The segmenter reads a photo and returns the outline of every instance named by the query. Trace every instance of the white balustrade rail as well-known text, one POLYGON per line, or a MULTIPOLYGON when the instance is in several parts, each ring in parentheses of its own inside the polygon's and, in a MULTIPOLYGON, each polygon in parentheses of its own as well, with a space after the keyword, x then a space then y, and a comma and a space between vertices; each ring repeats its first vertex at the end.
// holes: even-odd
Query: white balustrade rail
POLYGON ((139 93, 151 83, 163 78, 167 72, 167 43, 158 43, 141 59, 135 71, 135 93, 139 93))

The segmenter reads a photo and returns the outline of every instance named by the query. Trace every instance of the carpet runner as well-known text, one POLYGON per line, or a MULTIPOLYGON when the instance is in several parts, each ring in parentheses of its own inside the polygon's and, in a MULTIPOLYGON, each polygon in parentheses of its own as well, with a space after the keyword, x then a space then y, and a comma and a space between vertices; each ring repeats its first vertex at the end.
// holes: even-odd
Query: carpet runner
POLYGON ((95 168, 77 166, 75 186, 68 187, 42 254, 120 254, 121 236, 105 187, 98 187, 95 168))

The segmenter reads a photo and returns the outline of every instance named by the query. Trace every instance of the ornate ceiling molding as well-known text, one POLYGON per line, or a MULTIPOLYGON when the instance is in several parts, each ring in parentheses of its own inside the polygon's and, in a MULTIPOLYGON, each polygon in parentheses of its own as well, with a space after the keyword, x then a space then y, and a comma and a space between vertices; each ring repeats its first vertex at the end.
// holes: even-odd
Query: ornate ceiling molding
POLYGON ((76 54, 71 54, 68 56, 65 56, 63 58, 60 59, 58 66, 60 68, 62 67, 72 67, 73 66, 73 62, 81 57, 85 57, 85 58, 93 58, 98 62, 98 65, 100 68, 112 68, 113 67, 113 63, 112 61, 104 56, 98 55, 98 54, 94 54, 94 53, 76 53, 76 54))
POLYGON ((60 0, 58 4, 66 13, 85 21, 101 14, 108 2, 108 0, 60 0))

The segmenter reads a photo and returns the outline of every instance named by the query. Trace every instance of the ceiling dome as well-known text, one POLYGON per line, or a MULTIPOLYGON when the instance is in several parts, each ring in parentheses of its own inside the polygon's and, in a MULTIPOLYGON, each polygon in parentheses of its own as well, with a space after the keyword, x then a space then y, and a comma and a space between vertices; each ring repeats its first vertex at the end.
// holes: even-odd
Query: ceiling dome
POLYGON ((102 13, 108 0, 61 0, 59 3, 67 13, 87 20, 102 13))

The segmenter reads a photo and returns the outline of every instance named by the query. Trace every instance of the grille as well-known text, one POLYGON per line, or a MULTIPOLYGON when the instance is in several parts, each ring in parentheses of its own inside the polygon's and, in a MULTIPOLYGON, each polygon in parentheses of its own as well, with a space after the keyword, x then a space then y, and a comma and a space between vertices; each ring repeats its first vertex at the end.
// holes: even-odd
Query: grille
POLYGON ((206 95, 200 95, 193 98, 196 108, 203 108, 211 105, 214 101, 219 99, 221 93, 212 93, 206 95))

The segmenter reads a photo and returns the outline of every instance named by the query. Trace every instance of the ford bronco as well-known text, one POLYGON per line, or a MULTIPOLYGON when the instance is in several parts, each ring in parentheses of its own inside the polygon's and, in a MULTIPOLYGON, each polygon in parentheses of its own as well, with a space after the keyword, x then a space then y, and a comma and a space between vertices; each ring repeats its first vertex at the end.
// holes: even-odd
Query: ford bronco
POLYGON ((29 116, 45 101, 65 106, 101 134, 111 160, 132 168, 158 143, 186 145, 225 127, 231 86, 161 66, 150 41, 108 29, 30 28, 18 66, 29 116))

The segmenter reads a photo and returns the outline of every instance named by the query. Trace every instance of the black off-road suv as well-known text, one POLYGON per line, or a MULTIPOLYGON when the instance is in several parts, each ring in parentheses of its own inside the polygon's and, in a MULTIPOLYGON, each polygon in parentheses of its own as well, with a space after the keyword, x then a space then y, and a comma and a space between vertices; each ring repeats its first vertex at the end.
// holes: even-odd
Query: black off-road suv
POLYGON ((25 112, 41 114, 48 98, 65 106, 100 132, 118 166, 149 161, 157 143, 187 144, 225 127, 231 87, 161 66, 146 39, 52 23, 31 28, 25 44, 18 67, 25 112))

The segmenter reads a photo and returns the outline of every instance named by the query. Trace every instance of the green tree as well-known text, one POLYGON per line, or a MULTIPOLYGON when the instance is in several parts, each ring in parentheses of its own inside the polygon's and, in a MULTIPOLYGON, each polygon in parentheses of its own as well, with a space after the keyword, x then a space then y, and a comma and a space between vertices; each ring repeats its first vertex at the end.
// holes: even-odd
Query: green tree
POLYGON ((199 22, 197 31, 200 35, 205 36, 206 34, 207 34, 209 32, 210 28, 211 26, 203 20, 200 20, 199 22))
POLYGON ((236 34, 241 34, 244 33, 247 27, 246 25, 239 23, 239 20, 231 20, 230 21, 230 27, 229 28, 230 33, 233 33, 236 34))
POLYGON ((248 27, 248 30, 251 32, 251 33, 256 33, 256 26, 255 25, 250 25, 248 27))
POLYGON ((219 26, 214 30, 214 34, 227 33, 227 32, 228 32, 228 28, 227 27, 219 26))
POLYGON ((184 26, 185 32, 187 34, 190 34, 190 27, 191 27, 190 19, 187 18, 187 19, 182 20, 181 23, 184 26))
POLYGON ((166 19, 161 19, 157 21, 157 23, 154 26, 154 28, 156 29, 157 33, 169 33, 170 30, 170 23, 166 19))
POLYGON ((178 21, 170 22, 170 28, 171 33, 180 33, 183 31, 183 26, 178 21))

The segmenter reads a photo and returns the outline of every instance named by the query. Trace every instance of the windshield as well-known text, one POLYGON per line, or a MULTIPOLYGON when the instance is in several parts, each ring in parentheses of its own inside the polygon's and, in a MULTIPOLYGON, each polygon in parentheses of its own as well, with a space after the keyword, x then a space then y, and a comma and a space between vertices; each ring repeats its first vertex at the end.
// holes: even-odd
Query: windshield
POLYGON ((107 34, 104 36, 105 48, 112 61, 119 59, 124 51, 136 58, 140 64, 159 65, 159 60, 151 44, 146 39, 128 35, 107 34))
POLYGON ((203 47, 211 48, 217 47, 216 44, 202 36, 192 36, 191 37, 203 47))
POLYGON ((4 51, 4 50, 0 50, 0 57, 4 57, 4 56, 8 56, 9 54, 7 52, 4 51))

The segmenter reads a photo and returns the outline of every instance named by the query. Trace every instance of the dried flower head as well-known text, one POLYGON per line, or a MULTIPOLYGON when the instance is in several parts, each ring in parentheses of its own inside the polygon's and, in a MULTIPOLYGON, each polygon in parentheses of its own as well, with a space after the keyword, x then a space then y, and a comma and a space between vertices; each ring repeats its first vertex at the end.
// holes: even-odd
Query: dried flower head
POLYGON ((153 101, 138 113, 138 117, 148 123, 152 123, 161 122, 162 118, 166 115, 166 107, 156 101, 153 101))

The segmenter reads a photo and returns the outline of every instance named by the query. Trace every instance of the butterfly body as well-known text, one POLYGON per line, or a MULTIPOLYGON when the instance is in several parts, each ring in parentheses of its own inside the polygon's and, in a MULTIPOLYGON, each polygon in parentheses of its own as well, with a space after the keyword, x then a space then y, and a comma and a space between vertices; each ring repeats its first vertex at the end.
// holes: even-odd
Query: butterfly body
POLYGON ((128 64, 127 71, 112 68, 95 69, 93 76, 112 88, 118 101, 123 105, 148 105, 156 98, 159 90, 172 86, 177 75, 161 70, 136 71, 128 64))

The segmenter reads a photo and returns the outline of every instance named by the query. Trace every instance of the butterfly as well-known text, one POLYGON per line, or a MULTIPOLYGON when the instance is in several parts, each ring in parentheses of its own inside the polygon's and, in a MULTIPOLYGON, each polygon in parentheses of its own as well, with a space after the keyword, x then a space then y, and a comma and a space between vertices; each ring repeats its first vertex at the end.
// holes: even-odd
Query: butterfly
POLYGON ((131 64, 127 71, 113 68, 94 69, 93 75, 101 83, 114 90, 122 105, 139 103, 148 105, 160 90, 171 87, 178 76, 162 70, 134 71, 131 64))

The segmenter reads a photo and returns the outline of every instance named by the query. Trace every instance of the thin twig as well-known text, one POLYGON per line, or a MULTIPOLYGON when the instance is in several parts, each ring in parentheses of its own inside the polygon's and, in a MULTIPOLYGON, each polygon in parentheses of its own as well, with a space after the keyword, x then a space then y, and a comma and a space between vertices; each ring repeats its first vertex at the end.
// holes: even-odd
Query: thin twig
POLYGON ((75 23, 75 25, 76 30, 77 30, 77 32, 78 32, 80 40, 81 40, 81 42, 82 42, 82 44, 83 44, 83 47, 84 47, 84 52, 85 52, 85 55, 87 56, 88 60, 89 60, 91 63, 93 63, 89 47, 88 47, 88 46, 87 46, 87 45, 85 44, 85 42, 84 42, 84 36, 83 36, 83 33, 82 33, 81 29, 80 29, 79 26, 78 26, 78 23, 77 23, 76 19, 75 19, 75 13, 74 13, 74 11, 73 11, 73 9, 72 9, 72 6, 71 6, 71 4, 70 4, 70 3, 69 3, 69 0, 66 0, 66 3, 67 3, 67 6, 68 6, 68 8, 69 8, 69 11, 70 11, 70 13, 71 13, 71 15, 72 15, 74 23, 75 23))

——

Modifica la parte dell'elenco che si apre con la riga contenente "of the ford" e si chiude con quella contenente "POLYGON ((29 116, 45", sostituendo "even-odd" con "nonzero". Riporta solo queste righe, lasciando invariato tutto il resto.

The segmenter reads a photo and returns the outline of every instance named by the query. Trace every instance of the ford bronco as well-known text, one POLYGON per line, or a MULTIPOLYGON when the instance is in several parts, each ring in parentheses of its own inside the polygon's and, in a MULTIPOLYGON, each polygon in parentheses of its own as well, with a space after the keyword, x then a space then y, and a comma and a space between vertices; each ring repeats its first vertex at the end.
// holes: nonzero
Query: ford bronco
POLYGON ((29 116, 45 101, 65 106, 101 134, 111 160, 132 168, 158 143, 186 145, 225 127, 231 86, 161 66, 150 41, 108 29, 30 28, 18 66, 29 116))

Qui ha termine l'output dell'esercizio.